* AIM 1
In the VERSA visualization guide, which installed package provides interactive charts?
* AIM 2
Extend the VERSA visualization guide, picking up after its last line.

* PROVIDED TEXT
=-=-=
Skip to main content
VERSA provides comprehensive visualization tools to help you analyze evaluation results through interactive charts, statistical summaries, and comparative analysis.

Installation

First, install the required visualization dependencies:
pip install -r scripts/visualization/requirements.txt
This installs:
  • pandas - Data manipulation
  • matplotlib - Static plotting
  • seaborn - Statistical visualization
  • plotly - Interactive charts
  • numpy - Numerical operations

Quick Start

Basic Result Analysis

Analyze VERSA output files:
python scripts/show_result.py results/evaluation.jsonl
This displays:
  • Per-category metric summaries
  • Statistical analysis (mean, std, min, max)
  • Automatically discovered metrics
  • Category organization

Export to CSV

Export results for further analysis:
python scripts/show_result.py results/evaluation.jsonl --export-csv
Outputs metrics_analysis.csv with comprehensive metric statistics.
=-=-=
* LISTING
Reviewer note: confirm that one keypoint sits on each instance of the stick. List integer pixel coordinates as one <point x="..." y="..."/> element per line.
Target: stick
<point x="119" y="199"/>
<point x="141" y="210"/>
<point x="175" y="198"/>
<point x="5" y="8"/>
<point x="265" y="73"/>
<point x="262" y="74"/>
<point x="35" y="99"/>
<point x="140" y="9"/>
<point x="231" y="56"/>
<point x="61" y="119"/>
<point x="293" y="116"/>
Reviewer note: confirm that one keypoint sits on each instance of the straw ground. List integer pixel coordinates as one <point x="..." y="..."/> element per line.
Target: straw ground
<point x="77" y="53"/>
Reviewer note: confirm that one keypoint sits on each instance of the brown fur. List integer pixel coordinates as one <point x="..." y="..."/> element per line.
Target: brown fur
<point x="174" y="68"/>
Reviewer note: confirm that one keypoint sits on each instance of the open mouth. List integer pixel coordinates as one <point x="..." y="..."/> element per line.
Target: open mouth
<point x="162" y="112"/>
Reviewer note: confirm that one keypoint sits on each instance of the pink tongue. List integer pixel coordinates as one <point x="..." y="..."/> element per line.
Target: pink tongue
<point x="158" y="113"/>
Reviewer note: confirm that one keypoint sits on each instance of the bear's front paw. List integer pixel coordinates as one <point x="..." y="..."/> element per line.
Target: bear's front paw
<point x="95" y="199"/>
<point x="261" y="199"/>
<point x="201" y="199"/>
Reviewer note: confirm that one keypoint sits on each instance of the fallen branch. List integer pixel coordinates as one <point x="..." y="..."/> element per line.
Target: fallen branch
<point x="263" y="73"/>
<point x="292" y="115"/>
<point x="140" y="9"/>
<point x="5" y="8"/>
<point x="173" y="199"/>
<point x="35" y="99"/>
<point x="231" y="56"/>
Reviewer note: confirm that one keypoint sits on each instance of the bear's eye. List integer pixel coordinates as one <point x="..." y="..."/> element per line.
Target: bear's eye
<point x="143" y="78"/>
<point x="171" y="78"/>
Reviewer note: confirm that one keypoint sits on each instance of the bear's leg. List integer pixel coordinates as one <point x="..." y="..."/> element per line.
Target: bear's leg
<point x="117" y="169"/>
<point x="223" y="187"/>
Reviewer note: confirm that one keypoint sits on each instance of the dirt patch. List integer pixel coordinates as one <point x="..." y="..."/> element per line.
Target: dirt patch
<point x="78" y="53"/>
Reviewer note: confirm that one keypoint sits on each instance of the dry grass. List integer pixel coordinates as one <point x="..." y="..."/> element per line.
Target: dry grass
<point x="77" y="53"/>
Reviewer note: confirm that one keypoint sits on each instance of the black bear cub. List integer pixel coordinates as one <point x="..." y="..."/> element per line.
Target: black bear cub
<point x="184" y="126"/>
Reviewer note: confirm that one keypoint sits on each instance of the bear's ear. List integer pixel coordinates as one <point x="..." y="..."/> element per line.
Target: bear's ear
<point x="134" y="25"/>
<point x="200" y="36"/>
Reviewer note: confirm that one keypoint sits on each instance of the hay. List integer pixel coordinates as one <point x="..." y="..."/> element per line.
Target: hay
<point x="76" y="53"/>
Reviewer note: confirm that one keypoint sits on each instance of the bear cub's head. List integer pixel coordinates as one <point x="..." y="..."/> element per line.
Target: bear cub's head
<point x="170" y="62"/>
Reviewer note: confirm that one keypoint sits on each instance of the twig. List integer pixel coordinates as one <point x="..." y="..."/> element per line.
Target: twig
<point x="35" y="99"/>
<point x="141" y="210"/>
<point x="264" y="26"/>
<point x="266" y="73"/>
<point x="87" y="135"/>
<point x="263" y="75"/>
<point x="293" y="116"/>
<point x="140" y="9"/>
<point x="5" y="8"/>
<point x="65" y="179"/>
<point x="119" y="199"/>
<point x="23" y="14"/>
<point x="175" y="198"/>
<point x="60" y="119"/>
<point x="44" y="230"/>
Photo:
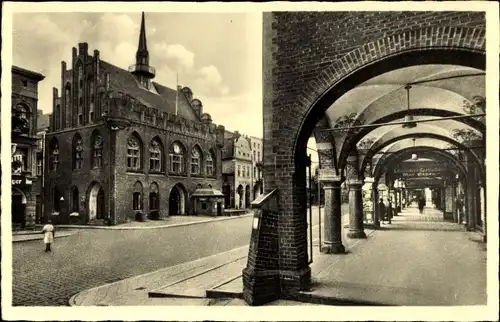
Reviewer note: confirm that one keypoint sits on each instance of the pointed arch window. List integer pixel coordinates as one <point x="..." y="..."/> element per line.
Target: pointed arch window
<point x="134" y="153"/>
<point x="20" y="120"/>
<point x="137" y="203"/>
<point x="97" y="151"/>
<point x="195" y="161"/>
<point x="176" y="158"/>
<point x="54" y="155"/>
<point x="75" y="200"/>
<point x="77" y="153"/>
<point x="155" y="156"/>
<point x="67" y="94"/>
<point x="210" y="164"/>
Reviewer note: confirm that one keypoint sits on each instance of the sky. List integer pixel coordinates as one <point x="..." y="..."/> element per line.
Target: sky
<point x="217" y="55"/>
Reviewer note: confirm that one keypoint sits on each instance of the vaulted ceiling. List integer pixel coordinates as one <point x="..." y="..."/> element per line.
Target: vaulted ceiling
<point x="436" y="91"/>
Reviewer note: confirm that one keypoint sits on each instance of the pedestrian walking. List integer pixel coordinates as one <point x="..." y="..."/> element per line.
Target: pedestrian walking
<point x="421" y="205"/>
<point x="49" y="234"/>
<point x="382" y="210"/>
<point x="389" y="211"/>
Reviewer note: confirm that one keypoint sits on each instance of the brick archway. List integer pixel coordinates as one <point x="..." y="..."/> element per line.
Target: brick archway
<point x="465" y="47"/>
<point x="376" y="149"/>
<point x="295" y="100"/>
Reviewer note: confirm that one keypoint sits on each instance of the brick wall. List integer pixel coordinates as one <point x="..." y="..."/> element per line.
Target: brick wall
<point x="115" y="156"/>
<point x="66" y="178"/>
<point x="125" y="180"/>
<point x="309" y="60"/>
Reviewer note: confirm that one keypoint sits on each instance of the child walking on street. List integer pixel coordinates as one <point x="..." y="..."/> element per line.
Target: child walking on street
<point x="49" y="233"/>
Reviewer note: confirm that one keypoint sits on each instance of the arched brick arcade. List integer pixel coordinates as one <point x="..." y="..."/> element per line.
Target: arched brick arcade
<point x="312" y="62"/>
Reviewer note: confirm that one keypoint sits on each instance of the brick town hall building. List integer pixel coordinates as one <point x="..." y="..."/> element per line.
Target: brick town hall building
<point x="122" y="147"/>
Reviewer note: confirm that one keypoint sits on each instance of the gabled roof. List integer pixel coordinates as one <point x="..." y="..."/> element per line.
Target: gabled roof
<point x="122" y="80"/>
<point x="207" y="192"/>
<point x="228" y="149"/>
<point x="28" y="73"/>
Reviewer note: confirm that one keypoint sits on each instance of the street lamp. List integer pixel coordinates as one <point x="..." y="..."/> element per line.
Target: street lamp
<point x="414" y="156"/>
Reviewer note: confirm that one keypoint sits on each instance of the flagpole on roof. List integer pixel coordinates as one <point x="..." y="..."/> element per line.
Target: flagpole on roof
<point x="177" y="93"/>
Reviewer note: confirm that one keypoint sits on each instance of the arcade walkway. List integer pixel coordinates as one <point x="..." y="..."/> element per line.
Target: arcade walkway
<point x="418" y="259"/>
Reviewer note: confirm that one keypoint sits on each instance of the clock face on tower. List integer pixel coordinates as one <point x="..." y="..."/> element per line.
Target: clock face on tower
<point x="177" y="149"/>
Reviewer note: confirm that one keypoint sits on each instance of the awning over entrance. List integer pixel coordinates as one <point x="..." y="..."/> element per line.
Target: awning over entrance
<point x="207" y="192"/>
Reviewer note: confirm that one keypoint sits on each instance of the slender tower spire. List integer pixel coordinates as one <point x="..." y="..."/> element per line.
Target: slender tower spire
<point x="142" y="55"/>
<point x="177" y="94"/>
<point x="141" y="69"/>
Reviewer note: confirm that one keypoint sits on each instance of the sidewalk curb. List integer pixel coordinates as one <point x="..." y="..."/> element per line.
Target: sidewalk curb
<point x="154" y="227"/>
<point x="27" y="240"/>
<point x="72" y="298"/>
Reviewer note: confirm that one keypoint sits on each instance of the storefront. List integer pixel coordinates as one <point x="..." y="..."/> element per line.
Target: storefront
<point x="208" y="202"/>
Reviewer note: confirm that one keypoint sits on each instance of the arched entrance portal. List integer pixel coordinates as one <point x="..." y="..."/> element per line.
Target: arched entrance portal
<point x="291" y="117"/>
<point x="239" y="197"/>
<point x="96" y="202"/>
<point x="226" y="190"/>
<point x="18" y="207"/>
<point x="154" y="201"/>
<point x="177" y="201"/>
<point x="257" y="190"/>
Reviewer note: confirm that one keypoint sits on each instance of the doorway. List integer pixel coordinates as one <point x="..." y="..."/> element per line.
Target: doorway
<point x="176" y="201"/>
<point x="18" y="207"/>
<point x="96" y="203"/>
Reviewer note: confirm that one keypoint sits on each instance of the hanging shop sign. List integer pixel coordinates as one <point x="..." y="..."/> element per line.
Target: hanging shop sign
<point x="421" y="169"/>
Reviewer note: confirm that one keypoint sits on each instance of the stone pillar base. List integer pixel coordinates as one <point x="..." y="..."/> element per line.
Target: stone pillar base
<point x="292" y="282"/>
<point x="356" y="234"/>
<point x="330" y="248"/>
<point x="260" y="287"/>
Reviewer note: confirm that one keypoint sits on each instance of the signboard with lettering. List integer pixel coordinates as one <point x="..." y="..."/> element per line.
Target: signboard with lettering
<point x="421" y="169"/>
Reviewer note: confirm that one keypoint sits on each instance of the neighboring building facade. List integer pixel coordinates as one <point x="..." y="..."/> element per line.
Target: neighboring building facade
<point x="122" y="147"/>
<point x="241" y="171"/>
<point x="24" y="147"/>
<point x="257" y="165"/>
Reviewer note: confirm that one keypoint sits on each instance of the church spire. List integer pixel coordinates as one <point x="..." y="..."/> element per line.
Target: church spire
<point x="141" y="69"/>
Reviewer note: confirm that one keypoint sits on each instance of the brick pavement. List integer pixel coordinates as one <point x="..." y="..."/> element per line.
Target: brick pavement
<point x="95" y="257"/>
<point x="134" y="290"/>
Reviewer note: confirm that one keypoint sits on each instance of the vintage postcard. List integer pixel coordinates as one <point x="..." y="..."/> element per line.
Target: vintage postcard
<point x="250" y="161"/>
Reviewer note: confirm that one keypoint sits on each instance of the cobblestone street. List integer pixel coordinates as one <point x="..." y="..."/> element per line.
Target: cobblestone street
<point x="94" y="257"/>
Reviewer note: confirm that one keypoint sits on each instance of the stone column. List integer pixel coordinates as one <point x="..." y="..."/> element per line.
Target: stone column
<point x="375" y="194"/>
<point x="471" y="197"/>
<point x="332" y="243"/>
<point x="355" y="183"/>
<point x="454" y="202"/>
<point x="400" y="199"/>
<point x="403" y="198"/>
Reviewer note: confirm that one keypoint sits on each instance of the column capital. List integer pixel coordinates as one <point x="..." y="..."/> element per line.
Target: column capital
<point x="329" y="176"/>
<point x="354" y="182"/>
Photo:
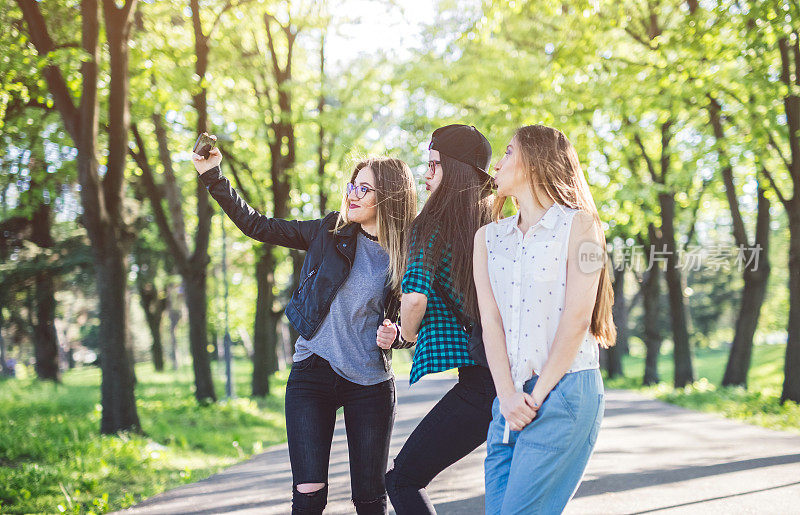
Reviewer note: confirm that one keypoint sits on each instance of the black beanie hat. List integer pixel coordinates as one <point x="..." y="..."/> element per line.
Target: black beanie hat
=-=-=
* TASK OUTPUT 1
plotly

* TASK OUTPUT 2
show_result.py Options

input
string
required
Input JSONL file or directory containing JSONL files with evaluation results.
--per-utt
flag
Display per-utterance results in the console.
python scripts/show_result.py results.jsonl --per-utt
--output-jsonl
string
Save per-utterance results to a new JSONL file.
python scripts/show_result.py results.jsonl --output-jsonl processed.jsonl
--metrics
list
Analyze only specific metrics.
python scripts/show_result.py results.jsonl --metrics pesq stoi utmos
--visualize
flag
Create visualization plots organized by metric categories.
python scripts/show_result.py results.jsonl --visualize
--output-dir
string
Directory to save plots and exported files.
python scripts/show_result.py results.jsonl --visualize --output-dir plots/
--export-csv
flag
Export comprehensive metric analysis to CSV.
python scripts/show_result.py results.jsonl --export-csv --output-dir analysis/
--show-discovery
flag
Display which metrics were discovered in the data.
python scripts/show_result.py results.jsonl --show-discovery
--analyze-metrics
flag
Show detailed quality analysis and characteristics of each metric.
python scripts/show_result.py results.jsonl --analyze-metrics
--categories
list
Analyze only specific metric categories.
python scripts/show_result.py results.jsonl --categories audio_quality similarity

Complete Visualization Workflow

1

Aggregate Results

Export evaluation results to CSV format:
python scripts/show_result.py results/utt_result.txt --export-csv
This creates metrics_analysis.csv with all metric statistics.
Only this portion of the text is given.